[Start]
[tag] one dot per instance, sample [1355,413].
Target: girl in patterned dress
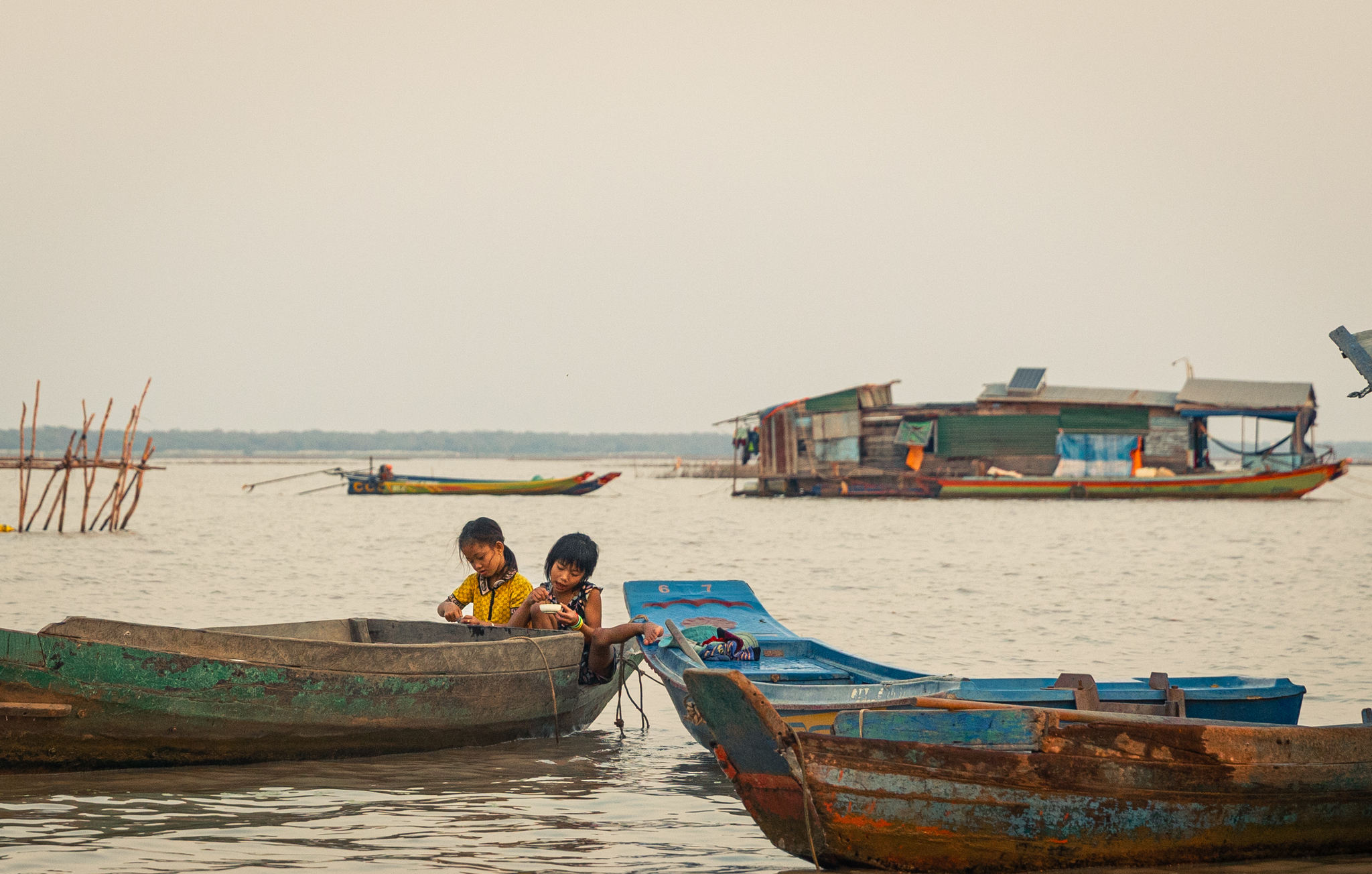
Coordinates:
[568,571]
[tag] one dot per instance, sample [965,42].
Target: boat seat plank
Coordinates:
[789,670]
[42,711]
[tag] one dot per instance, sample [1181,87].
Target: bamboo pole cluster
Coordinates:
[110,515]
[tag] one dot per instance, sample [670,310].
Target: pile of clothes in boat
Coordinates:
[713,644]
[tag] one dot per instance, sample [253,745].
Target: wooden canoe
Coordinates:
[810,681]
[1032,790]
[362,483]
[1249,485]
[158,696]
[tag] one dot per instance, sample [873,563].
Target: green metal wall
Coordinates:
[833,403]
[1105,419]
[996,435]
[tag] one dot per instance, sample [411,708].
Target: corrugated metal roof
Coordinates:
[1243,394]
[1079,394]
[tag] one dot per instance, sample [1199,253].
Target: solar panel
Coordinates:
[1026,379]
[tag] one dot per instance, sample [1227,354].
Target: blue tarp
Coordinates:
[1095,454]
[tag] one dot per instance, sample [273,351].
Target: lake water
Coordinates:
[975,588]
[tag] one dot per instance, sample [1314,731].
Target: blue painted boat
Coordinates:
[1010,790]
[809,681]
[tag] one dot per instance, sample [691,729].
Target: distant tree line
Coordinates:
[52,441]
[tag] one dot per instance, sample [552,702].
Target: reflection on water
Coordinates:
[648,803]
[976,588]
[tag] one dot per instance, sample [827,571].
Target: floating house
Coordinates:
[858,441]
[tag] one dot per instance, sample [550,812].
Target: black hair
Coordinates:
[483,530]
[575,550]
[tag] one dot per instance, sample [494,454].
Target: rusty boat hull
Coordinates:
[1035,790]
[90,693]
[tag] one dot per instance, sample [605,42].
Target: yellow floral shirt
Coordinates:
[496,607]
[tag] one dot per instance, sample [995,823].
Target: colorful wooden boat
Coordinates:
[809,681]
[1026,790]
[92,693]
[360,483]
[1239,485]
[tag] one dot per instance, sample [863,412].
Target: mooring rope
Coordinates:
[809,802]
[557,732]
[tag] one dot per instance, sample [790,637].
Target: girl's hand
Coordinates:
[652,633]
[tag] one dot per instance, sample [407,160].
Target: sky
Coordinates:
[649,217]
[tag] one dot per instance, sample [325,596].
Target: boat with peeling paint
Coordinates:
[810,681]
[94,693]
[386,483]
[1009,790]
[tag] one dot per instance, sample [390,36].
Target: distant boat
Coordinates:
[364,483]
[1238,485]
[809,681]
[94,693]
[1008,790]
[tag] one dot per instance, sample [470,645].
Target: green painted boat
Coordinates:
[95,693]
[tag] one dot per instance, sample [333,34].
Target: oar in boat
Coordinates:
[280,479]
[309,491]
[685,644]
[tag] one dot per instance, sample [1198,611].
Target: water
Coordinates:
[975,588]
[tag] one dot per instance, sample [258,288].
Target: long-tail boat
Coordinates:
[366,483]
[1014,790]
[94,693]
[809,681]
[1238,485]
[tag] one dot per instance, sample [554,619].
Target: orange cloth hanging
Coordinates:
[916,457]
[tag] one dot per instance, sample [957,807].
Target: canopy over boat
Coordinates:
[1026,788]
[810,681]
[361,483]
[125,694]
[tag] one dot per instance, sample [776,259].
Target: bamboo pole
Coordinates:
[125,485]
[137,493]
[23,420]
[33,452]
[86,430]
[42,499]
[90,481]
[62,489]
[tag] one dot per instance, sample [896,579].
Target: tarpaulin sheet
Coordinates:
[1095,454]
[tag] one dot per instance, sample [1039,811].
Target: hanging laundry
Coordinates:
[1097,454]
[751,446]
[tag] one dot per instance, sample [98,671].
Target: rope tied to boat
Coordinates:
[807,799]
[557,731]
[619,703]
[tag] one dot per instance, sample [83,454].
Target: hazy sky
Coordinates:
[646,217]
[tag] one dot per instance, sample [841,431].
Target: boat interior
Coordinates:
[361,630]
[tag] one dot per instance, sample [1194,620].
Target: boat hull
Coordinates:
[1274,485]
[809,682]
[174,696]
[1055,795]
[360,485]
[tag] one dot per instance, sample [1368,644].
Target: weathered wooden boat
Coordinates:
[1030,790]
[809,681]
[365,483]
[94,693]
[1238,485]
[592,485]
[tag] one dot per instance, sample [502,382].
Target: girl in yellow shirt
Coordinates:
[496,589]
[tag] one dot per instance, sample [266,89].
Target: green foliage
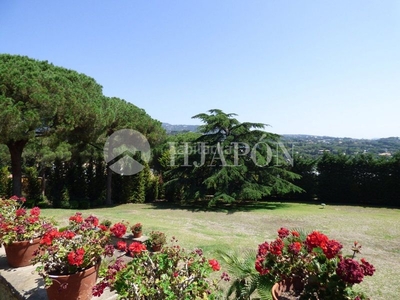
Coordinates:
[171,274]
[359,179]
[34,185]
[221,164]
[245,280]
[38,99]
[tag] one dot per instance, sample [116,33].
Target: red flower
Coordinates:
[295,233]
[276,247]
[283,232]
[32,220]
[263,248]
[136,248]
[35,211]
[259,265]
[332,248]
[316,239]
[68,234]
[121,245]
[214,264]
[20,212]
[49,236]
[103,227]
[75,258]
[77,218]
[295,248]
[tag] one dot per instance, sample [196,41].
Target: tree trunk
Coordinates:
[109,184]
[43,183]
[16,149]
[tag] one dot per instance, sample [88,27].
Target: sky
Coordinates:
[327,68]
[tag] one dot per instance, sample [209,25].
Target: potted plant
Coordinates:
[313,264]
[156,240]
[20,230]
[137,230]
[69,258]
[173,273]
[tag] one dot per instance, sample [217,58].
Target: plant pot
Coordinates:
[137,234]
[73,286]
[288,289]
[19,254]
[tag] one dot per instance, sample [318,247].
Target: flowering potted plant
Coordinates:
[20,230]
[170,274]
[72,253]
[156,240]
[137,230]
[314,264]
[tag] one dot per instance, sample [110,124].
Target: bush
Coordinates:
[170,274]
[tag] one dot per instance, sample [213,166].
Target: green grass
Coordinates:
[377,229]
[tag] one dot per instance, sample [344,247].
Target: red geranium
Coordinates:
[295,248]
[75,258]
[77,218]
[20,212]
[35,211]
[121,245]
[136,248]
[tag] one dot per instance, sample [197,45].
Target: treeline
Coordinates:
[54,124]
[362,179]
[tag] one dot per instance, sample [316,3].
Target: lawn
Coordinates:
[377,229]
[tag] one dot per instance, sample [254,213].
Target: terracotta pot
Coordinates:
[292,286]
[19,254]
[73,286]
[137,234]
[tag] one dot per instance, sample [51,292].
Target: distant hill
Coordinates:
[314,146]
[179,128]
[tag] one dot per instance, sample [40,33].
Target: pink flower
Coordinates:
[35,211]
[20,212]
[121,245]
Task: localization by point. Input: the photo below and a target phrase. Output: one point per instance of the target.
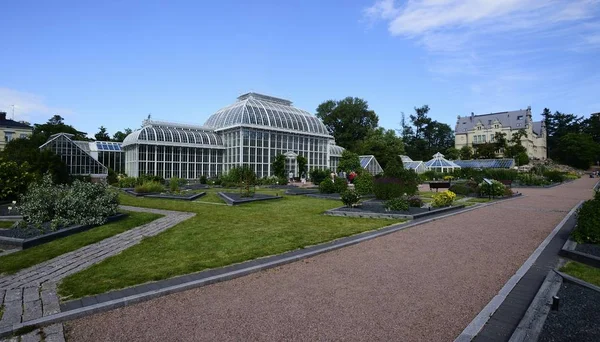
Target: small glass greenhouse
(441, 164)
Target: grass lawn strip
(583, 272)
(217, 236)
(10, 264)
(6, 224)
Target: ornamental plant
(444, 198)
(363, 183)
(350, 198)
(397, 204)
(494, 189)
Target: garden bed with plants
(51, 211)
(32, 235)
(232, 198)
(379, 209)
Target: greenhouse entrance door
(291, 164)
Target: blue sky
(111, 63)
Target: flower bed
(30, 235)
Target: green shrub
(554, 176)
(415, 201)
(14, 179)
(461, 189)
(317, 176)
(588, 223)
(327, 186)
(127, 182)
(494, 189)
(444, 198)
(397, 204)
(350, 198)
(340, 185)
(363, 183)
(149, 187)
(63, 205)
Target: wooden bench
(439, 185)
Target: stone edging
(233, 271)
(568, 251)
(532, 323)
(41, 239)
(230, 201)
(334, 212)
(484, 315)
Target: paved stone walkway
(31, 293)
(425, 283)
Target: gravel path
(421, 284)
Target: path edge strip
(484, 315)
(137, 298)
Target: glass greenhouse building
(251, 131)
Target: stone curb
(578, 281)
(484, 315)
(258, 265)
(532, 323)
(568, 251)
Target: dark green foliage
(415, 201)
(395, 168)
(149, 187)
(588, 222)
(363, 183)
(350, 198)
(317, 175)
(466, 153)
(461, 189)
(383, 144)
(577, 150)
(554, 176)
(494, 189)
(326, 186)
(349, 120)
(278, 166)
(397, 204)
(14, 179)
(112, 177)
(386, 188)
(302, 164)
(349, 162)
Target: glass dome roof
(173, 133)
(261, 110)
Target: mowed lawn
(217, 236)
(14, 262)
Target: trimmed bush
(444, 198)
(588, 222)
(494, 189)
(415, 201)
(326, 186)
(149, 187)
(62, 205)
(350, 198)
(317, 176)
(397, 204)
(363, 183)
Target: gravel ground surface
(421, 284)
(577, 318)
(588, 248)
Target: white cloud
(28, 107)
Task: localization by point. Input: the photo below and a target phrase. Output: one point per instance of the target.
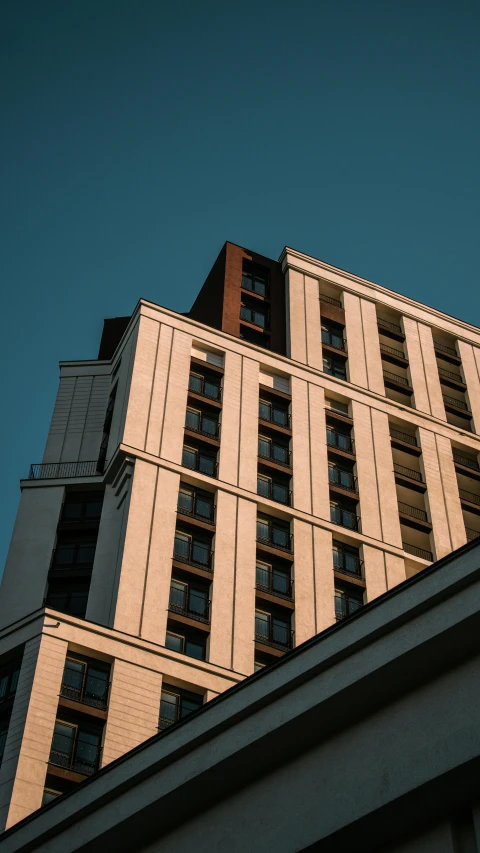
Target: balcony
(331, 301)
(270, 634)
(186, 602)
(342, 478)
(417, 552)
(91, 694)
(63, 470)
(453, 403)
(471, 534)
(340, 440)
(274, 582)
(415, 513)
(204, 387)
(333, 340)
(192, 552)
(397, 381)
(344, 517)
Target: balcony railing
(392, 327)
(188, 604)
(273, 635)
(61, 470)
(443, 348)
(448, 374)
(395, 353)
(333, 340)
(85, 696)
(343, 478)
(204, 387)
(330, 300)
(407, 472)
(85, 758)
(275, 582)
(280, 455)
(417, 552)
(193, 554)
(396, 379)
(274, 491)
(403, 436)
(412, 511)
(344, 517)
(466, 461)
(471, 534)
(276, 537)
(469, 496)
(347, 563)
(457, 404)
(339, 440)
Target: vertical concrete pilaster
(24, 765)
(133, 709)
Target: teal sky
(138, 135)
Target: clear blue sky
(138, 135)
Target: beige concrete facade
(129, 611)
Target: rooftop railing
(61, 470)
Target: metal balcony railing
(471, 534)
(193, 553)
(469, 496)
(457, 404)
(84, 759)
(344, 517)
(392, 327)
(417, 552)
(275, 453)
(61, 470)
(413, 511)
(443, 348)
(396, 379)
(189, 604)
(448, 374)
(276, 537)
(395, 353)
(333, 340)
(204, 387)
(347, 563)
(407, 472)
(340, 440)
(466, 461)
(343, 478)
(330, 300)
(403, 436)
(86, 696)
(275, 582)
(273, 635)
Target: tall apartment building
(218, 487)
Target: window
(176, 704)
(190, 599)
(334, 367)
(194, 647)
(347, 602)
(268, 411)
(271, 629)
(204, 385)
(255, 281)
(193, 502)
(268, 488)
(191, 549)
(272, 579)
(273, 450)
(199, 460)
(200, 422)
(86, 682)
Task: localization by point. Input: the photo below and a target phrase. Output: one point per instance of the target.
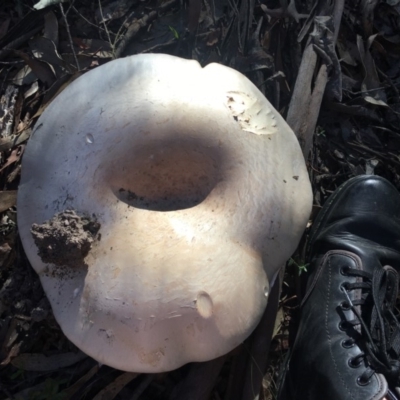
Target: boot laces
(378, 325)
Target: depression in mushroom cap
(181, 192)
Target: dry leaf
(39, 362)
(111, 390)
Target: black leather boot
(347, 344)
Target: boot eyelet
(342, 325)
(344, 270)
(354, 363)
(362, 381)
(345, 306)
(348, 343)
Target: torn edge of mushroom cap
(289, 175)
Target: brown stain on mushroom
(168, 174)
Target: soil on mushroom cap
(66, 239)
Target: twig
(69, 36)
(106, 29)
(260, 343)
(305, 104)
(133, 30)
[End]
REQUIREMENT: Everything from the line with "Target: tall apartment building" through the final line of the records above should be written out exactly, minus the pictures.

FINAL RESULT:
Target: tall apartment building
(218, 487)
Target: window
(176, 704)
(190, 599)
(334, 367)
(194, 647)
(347, 602)
(268, 411)
(271, 629)
(204, 385)
(255, 281)
(193, 502)
(268, 488)
(191, 549)
(272, 579)
(273, 450)
(199, 460)
(200, 422)
(86, 682)
Task: localization by point. Input: the photo below and a target phrase. Output: one point per instance of the target.
Target: boot laces
(378, 325)
Target: depression in mushroom cap
(181, 192)
Target: dry leaf
(39, 362)
(111, 390)
Target: black leather boot
(347, 344)
Target: boot eyelet
(342, 325)
(344, 270)
(354, 363)
(362, 381)
(345, 306)
(348, 343)
Target: torn edge of mushroom cap
(289, 175)
Target: brown stain on mushroom
(168, 174)
Target: soil on mushroom cap
(66, 239)
Target: twig
(69, 36)
(106, 29)
(260, 343)
(305, 104)
(133, 30)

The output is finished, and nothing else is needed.